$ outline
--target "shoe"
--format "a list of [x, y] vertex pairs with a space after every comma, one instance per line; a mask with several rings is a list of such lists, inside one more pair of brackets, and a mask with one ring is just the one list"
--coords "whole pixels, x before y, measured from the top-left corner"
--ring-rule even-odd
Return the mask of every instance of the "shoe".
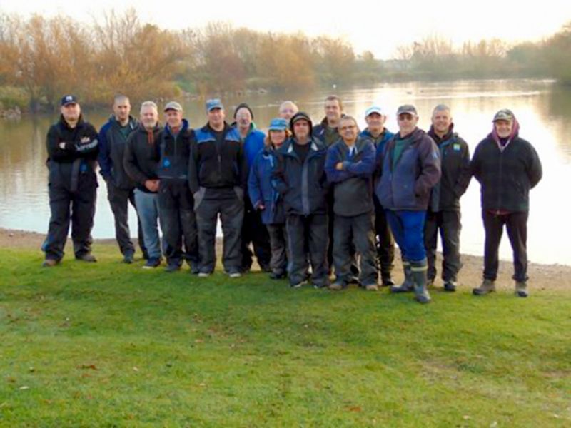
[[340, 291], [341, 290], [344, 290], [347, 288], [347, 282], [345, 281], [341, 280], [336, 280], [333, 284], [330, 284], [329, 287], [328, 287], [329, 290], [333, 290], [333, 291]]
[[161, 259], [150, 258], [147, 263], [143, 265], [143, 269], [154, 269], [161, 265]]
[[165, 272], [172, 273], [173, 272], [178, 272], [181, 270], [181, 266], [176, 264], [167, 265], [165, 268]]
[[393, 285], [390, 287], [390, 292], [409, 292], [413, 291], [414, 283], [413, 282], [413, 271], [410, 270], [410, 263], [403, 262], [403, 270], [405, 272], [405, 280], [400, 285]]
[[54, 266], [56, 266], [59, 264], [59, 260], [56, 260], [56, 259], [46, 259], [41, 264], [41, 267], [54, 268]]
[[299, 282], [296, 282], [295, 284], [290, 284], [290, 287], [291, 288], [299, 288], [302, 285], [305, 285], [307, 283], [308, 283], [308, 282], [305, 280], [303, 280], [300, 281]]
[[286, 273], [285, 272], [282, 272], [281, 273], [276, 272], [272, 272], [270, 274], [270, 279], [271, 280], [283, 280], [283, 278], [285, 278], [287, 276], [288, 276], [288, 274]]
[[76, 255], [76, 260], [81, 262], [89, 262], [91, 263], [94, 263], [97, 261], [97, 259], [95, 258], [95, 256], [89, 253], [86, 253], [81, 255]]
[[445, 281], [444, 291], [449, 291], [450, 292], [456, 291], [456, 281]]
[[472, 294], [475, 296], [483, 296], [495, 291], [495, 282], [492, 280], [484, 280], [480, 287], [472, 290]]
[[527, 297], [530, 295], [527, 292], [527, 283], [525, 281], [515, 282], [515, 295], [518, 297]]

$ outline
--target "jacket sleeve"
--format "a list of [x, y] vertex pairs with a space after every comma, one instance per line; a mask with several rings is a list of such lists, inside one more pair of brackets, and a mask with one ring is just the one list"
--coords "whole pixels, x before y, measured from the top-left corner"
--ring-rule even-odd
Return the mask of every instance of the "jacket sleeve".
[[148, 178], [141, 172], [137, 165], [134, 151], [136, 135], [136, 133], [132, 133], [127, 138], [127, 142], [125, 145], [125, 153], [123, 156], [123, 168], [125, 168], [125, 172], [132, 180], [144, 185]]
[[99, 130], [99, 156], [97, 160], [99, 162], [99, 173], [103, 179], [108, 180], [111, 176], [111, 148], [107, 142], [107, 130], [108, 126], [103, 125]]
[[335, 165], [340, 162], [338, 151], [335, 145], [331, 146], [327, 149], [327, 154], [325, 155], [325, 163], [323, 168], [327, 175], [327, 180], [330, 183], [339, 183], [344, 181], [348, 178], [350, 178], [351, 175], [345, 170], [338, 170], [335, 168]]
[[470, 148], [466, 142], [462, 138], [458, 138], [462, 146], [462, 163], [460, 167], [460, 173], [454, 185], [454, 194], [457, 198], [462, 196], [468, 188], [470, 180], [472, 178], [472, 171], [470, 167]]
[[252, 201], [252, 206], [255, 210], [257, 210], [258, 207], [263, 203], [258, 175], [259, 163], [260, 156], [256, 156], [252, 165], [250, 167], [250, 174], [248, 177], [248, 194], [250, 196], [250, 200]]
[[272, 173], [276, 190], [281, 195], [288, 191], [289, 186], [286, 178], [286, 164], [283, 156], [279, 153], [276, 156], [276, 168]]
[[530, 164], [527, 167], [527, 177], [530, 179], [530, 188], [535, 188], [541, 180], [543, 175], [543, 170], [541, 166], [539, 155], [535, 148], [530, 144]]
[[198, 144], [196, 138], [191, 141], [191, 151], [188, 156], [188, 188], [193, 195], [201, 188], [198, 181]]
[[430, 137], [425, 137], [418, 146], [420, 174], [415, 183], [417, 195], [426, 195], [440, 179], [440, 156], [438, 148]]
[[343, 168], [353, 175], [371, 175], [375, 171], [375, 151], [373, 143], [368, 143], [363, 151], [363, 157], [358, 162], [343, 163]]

□ □ □ □ □ □ □

TASK PROMPT —
Shift every vertex coordinate in the answer outlines by adding 148 to each x and y value. Rewrite the listing from its start through the line containing "295], [518, 297]]", both ends included, keeping all other lines unchanged and leaving out the picture.

EXPECTED OUTPUT —
$ outline
--target "shoe"
--format "a list of [x, y] vertex pairs with a space after every comma, one instance per line; a mask with several rings is a list of such lists, inside one more pair of brackets, and a mask with one ring is just the one list"
--coords "whole pixels, x before y, measured from the top-left corner"
--ring-rule even-odd
Return the mask of every instance of the "shoe".
[[488, 439], [489, 438], [492, 438], [495, 436], [495, 430], [493, 429], [489, 428], [484, 428], [481, 432], [478, 432], [477, 435], [476, 435], [477, 438], [481, 438], [481, 439]]
[[309, 407], [298, 406], [295, 411], [291, 413], [291, 417], [302, 417], [309, 413]]
[[313, 420], [320, 421], [321, 420], [326, 420], [329, 418], [329, 414], [324, 412], [315, 413], [313, 416]]
[[541, 433], [538, 435], [538, 440], [557, 440], [561, 439], [562, 431], [561, 430], [561, 419], [558, 418], [558, 411], [551, 410], [551, 418], [553, 420], [553, 428], [548, 433]]
[[202, 414], [204, 414], [207, 412], [207, 408], [204, 408], [204, 407], [194, 407], [189, 412], [189, 415], [202, 416]]
[[447, 430], [444, 430], [443, 432], [438, 432], [438, 435], [439, 436], [447, 436], [450, 433], [453, 433], [455, 431], [456, 431], [456, 430], [453, 428], [451, 428], [448, 429]]
[[434, 421], [433, 420], [430, 420], [429, 421], [424, 420], [420, 420], [418, 422], [418, 427], [419, 428], [431, 428], [431, 426], [433, 426], [435, 424], [436, 424], [436, 422]]
[[224, 403], [224, 408], [229, 410], [237, 410], [239, 411], [242, 411], [245, 409], [245, 407], [243, 406], [243, 404], [237, 401], [234, 401], [229, 403]]
[[593, 429], [592, 439], [597, 439], [598, 440], [604, 439], [604, 429]]
[[620, 442], [623, 444], [631, 444], [643, 439], [643, 430], [640, 428], [632, 428], [628, 435], [620, 438]]
[[675, 445], [678, 443], [675, 440], [675, 431], [673, 429], [663, 430], [663, 443], [666, 445]]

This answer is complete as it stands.